Hands down one of the most impactful books I’ve read. Science might just be the best system our species has produced, and this book will help you see it in a new light. The implications of this book are broader than author envisioned, I believe there are lessons in it for those studying technology adoption and change management.

Key Insights

Science presents itself as a constellation of facts, theories, and methods, each building on the last, creating a growing stockpile of scientific technique and knowledge.

Normal science is a slow and methodical exploration of the space. The community focuses on normal problems that ought to be solvable by known rules and procedures. Everything is predicated on the assumption that the scientific community knows what the world is like.

As anomalies accumulate, so begins the extraordinary investigations that lead the profession at last to a new set of commitments. Scientific revolutions are tradition-shattering complements to the tradition-bound activity of normal science.

Copernicus, Newton, Lavoisier, and Einstein all forced the community's rejection of one honored scientific theory in favor of another incompatible with it.

Those scientists who contributed heavily to the old paradigm now have the most to lose.

The request |
According to the book review above, which scientists forced the community to reject one honored scientific theory in favor of another incompatible with it?

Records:
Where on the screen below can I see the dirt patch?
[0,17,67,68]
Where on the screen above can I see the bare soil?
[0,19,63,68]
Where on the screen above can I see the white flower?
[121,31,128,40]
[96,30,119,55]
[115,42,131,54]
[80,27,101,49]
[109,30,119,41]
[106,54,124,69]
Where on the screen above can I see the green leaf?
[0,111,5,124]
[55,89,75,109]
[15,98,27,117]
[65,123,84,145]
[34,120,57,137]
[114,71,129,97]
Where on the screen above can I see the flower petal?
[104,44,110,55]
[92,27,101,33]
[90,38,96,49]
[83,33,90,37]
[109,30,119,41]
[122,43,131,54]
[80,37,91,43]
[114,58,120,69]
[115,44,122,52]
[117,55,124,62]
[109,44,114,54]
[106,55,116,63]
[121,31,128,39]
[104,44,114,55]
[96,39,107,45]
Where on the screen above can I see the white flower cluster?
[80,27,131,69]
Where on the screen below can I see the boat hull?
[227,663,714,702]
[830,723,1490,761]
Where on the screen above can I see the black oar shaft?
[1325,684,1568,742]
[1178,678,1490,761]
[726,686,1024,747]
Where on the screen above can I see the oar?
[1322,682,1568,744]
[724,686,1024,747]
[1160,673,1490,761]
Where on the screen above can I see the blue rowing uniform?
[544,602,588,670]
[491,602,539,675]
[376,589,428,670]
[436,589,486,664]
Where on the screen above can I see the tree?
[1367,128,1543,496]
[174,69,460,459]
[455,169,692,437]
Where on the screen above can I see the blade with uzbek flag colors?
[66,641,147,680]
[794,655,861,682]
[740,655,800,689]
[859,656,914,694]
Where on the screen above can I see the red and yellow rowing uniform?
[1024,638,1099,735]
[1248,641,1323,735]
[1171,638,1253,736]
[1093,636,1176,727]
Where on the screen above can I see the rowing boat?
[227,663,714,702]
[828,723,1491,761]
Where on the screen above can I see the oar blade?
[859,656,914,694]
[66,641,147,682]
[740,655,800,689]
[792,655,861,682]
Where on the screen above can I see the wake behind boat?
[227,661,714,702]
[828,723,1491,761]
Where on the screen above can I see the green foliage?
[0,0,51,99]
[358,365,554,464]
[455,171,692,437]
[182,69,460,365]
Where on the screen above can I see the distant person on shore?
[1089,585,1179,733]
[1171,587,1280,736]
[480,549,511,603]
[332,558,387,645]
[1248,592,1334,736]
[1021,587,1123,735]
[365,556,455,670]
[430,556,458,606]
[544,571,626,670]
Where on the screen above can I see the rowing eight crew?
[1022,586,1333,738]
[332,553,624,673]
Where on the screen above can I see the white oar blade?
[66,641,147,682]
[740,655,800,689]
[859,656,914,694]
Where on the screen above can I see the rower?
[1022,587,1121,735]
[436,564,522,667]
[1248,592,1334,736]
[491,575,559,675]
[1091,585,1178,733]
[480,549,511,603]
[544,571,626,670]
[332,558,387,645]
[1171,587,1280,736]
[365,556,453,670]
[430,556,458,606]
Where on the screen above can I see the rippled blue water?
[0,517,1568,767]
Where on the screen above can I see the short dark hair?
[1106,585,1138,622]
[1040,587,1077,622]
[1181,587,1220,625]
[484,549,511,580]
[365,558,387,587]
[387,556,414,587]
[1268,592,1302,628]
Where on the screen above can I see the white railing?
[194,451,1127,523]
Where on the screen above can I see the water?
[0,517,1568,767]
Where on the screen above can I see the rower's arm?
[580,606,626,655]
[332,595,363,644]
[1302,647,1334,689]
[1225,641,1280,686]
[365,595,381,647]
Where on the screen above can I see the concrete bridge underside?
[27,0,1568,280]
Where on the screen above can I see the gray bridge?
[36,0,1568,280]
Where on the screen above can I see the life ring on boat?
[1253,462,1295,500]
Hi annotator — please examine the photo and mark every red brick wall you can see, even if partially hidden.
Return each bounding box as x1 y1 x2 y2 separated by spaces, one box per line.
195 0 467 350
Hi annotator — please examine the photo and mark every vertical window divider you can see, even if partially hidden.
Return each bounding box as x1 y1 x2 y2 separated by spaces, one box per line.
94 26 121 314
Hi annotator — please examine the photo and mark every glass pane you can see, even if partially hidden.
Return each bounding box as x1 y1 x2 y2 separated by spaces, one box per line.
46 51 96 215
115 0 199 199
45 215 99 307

Task result |
Copernicus, Newton, Lavoisier, and Einstein.